▶ [COMPLETE THE FOLLOWING]
**1.** In the cloud computing excerpt, how long can something that takes six months to deploy on-premises sometimes take in the cloud?
**2.** Quote the stretch of the cloud computing excerpt from "For these people, cloud" through "higher software quality.".
-- PAGE EXTRACT follows --
When we think of the public cloud, often the first consideration that comes to mind is financial: Moving workloads from near-capacity data centres to the cloud reduces capital expenditures (CapEx) but increases operating expenditures (OpEx). That may or may not be attractive to the CFO, but it isn’t exactly catnip for developers, operations, or those who combine the two as devops.

For these people, cloud computing offers many opportunities that simply aren’t available when new software services require the purchase of new server hardware or enterprise software suites. What takes six months to deploy on-premises can sometimes take 10 minutes in the cloud. What requires signatures from three levels of management to create on-prem can be charged to a credit card in the cloud.

It’s not just a matter of time and convenience. The cloud also enables higher velocity for software development, which often leads to lower time to market. The cloud can also allow for more experimentation, which often leads to higher software quality.
-- PAGE EXTRACT concluded --
-- INFORMATION SHOWN follows --
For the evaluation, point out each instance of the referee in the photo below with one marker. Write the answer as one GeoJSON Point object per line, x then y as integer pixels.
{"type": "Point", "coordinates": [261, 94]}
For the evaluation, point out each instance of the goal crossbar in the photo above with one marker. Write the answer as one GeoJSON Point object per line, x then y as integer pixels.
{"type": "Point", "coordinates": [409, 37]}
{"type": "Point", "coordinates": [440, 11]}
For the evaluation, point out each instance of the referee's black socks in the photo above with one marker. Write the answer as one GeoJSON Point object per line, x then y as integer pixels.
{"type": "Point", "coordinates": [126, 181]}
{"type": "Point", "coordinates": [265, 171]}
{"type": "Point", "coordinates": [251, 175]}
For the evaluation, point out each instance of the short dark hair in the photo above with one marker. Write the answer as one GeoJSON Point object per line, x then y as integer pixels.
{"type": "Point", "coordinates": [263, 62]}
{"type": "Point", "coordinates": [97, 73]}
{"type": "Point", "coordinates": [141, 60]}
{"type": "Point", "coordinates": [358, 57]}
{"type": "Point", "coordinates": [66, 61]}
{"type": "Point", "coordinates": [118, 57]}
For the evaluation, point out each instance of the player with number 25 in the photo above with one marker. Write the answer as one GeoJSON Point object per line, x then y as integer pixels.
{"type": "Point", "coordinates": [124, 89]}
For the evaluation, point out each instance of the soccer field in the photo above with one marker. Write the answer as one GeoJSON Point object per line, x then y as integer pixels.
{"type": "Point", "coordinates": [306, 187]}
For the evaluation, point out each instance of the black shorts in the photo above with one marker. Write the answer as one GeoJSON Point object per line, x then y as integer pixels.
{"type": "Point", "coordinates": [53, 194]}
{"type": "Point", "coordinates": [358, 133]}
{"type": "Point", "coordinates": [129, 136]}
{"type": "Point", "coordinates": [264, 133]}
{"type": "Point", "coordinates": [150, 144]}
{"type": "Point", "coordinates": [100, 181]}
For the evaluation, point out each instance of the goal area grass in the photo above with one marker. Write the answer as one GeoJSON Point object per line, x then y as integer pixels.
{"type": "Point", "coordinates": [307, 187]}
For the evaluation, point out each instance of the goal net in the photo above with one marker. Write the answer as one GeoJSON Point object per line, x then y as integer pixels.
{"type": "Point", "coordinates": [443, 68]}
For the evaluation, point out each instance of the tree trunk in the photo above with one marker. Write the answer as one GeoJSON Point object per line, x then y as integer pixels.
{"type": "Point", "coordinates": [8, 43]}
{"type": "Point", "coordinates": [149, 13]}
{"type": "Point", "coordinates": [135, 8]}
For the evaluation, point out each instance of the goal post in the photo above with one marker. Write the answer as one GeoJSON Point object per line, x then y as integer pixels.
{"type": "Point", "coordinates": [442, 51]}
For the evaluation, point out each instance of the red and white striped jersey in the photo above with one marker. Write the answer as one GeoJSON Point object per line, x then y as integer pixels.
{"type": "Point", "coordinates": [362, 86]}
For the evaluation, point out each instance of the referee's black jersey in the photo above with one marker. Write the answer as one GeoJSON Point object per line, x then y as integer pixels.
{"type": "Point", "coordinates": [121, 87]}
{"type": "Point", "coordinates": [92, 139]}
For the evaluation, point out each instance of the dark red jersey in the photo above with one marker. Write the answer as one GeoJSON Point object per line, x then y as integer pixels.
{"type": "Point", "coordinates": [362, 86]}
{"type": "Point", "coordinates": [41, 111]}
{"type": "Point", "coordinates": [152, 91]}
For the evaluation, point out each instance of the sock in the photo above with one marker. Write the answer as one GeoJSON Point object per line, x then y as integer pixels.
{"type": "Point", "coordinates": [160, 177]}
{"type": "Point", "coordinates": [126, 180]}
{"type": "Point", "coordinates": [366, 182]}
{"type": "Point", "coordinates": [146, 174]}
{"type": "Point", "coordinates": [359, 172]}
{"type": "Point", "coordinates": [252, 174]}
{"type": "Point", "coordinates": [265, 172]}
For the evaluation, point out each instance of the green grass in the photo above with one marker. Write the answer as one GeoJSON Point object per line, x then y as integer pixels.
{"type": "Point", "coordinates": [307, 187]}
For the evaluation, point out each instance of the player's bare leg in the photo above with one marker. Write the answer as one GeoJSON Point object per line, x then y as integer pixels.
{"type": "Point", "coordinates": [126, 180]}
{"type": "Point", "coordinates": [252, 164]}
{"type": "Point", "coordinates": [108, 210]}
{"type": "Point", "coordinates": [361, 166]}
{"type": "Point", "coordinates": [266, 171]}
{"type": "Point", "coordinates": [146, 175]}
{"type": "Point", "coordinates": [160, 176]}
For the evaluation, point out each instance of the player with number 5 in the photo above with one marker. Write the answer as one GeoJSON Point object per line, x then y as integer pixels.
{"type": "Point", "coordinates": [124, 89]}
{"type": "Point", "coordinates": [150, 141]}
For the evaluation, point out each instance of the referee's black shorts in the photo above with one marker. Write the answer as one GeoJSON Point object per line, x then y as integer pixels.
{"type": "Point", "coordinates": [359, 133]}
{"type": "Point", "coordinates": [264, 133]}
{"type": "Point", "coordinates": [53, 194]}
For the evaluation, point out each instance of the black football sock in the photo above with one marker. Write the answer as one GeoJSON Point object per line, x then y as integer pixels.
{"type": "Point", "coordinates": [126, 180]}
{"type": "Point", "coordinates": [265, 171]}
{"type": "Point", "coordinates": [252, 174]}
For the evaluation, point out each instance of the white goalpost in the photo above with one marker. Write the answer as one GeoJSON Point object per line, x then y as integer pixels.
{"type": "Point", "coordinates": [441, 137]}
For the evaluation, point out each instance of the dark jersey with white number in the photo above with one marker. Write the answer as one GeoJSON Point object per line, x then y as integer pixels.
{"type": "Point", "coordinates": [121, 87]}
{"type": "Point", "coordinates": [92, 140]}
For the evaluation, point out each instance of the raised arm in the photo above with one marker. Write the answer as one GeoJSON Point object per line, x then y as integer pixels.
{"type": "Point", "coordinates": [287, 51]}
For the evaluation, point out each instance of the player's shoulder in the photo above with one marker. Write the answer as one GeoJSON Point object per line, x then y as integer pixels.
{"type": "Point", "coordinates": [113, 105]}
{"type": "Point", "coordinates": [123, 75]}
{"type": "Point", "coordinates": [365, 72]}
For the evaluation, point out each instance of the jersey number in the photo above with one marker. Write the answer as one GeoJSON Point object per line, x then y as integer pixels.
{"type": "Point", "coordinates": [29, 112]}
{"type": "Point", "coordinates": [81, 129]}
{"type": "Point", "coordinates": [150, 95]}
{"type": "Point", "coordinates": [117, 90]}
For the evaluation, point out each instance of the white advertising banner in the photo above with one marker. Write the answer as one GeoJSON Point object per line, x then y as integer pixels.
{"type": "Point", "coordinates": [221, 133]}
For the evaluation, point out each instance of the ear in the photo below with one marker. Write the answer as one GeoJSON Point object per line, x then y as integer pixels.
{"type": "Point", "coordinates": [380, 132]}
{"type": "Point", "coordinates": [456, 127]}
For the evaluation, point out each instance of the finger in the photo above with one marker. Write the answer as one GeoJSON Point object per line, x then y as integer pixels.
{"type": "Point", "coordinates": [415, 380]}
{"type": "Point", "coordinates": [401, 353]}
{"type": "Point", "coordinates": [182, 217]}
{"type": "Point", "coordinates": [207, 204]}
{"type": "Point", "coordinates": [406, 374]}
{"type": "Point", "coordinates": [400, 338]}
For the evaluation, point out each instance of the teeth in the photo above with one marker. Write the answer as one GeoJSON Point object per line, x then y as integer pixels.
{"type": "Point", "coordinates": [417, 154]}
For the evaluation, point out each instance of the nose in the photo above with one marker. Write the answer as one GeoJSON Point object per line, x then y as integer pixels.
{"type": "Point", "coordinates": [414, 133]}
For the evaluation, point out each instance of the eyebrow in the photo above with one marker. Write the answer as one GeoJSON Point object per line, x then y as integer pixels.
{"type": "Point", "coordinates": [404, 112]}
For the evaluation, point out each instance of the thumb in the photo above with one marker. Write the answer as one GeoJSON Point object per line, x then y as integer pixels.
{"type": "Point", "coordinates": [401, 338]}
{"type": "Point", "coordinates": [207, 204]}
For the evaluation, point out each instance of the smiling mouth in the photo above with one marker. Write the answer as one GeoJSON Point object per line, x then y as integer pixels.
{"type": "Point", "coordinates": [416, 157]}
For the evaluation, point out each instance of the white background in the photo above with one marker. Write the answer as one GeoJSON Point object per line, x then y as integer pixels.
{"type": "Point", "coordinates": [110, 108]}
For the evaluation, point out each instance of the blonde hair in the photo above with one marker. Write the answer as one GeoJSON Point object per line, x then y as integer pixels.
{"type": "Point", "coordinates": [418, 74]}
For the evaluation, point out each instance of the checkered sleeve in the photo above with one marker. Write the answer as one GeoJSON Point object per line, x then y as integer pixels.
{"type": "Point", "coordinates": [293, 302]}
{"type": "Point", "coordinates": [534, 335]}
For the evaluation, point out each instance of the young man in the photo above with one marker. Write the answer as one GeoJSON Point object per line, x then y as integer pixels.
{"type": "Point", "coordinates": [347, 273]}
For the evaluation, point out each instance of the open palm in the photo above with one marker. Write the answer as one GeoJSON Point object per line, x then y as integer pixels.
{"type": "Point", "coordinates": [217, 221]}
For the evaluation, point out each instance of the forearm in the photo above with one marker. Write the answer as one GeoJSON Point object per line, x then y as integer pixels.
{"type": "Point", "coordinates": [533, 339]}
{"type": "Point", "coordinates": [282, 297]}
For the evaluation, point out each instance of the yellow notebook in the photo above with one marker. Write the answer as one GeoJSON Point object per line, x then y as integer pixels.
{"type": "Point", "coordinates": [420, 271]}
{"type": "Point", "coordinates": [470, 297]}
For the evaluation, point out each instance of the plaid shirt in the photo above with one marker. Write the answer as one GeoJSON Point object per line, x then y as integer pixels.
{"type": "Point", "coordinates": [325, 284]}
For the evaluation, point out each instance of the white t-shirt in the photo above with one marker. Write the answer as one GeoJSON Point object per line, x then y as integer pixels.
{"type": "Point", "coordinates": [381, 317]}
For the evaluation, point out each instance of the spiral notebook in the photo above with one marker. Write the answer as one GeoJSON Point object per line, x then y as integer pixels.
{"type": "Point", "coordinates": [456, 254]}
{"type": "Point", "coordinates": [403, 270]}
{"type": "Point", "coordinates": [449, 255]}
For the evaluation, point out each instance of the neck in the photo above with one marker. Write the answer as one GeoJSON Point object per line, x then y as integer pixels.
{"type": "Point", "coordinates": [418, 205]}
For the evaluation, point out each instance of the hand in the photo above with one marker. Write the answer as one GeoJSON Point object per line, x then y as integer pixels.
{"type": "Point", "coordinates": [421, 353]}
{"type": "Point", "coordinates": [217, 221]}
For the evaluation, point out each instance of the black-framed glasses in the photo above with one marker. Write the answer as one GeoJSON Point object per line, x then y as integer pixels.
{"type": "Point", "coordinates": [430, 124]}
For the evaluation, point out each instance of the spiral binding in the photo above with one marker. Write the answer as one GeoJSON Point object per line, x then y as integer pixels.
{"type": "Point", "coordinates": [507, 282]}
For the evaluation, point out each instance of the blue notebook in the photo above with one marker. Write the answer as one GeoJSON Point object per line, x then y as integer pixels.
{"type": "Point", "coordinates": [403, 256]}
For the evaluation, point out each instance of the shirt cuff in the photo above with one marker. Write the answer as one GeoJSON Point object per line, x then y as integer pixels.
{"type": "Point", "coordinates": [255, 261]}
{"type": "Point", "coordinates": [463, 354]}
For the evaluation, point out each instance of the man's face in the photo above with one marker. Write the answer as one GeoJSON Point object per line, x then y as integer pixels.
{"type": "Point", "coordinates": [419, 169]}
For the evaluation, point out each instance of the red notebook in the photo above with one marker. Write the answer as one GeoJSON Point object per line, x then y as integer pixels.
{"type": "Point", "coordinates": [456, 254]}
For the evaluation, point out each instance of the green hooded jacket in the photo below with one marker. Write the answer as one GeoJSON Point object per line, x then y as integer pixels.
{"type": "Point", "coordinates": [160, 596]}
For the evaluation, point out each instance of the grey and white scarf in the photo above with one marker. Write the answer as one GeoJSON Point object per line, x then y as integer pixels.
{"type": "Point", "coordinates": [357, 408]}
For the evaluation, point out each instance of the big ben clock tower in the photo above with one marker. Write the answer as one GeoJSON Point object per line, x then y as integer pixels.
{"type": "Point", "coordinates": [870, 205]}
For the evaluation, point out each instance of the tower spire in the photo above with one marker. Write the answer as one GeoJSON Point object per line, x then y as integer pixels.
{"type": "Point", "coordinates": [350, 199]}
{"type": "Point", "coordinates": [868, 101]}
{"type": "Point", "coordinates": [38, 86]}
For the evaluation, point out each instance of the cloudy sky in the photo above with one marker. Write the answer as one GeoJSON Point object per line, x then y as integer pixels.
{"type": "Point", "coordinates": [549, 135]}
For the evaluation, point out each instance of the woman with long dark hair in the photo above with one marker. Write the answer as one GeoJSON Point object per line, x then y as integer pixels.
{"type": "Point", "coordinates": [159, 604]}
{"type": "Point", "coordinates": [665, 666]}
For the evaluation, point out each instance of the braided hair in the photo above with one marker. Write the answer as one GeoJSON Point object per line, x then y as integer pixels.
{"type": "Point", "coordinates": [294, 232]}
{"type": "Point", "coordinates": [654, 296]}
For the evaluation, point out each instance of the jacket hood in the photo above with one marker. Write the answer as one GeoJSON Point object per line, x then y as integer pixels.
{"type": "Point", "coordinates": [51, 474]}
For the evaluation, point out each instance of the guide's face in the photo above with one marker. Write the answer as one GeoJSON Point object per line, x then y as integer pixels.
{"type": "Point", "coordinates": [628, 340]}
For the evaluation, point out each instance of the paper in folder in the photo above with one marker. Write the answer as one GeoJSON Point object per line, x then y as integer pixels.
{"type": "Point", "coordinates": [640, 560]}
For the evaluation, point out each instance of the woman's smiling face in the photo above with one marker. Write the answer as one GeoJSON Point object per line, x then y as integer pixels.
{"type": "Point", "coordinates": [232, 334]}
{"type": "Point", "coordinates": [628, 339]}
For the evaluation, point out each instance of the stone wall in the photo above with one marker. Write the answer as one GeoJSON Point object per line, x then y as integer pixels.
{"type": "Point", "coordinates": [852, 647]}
-- INFORMATION SHOWN concluded --
▶ [ANSWERS FOR EACH ITEM]
**1.** Sometimes 10 minutes.

**2.**
For these people, cloud computing offers many opportunities that simply aren’t available when new software services require the purchase of new server hardware or enterprise software suites. What takes six months to deploy on-premises can sometimes take 10 minutes in the cloud. What requires signatures from three levels of management to create on-prem can be charged to a credit card in the cloud.

It’s not just a matter of time and convenience. The cloud also enables higher velocity for software development, which often leads to lower time to market. The cloud can also allow for more experimentation, which often leads to higher software quality.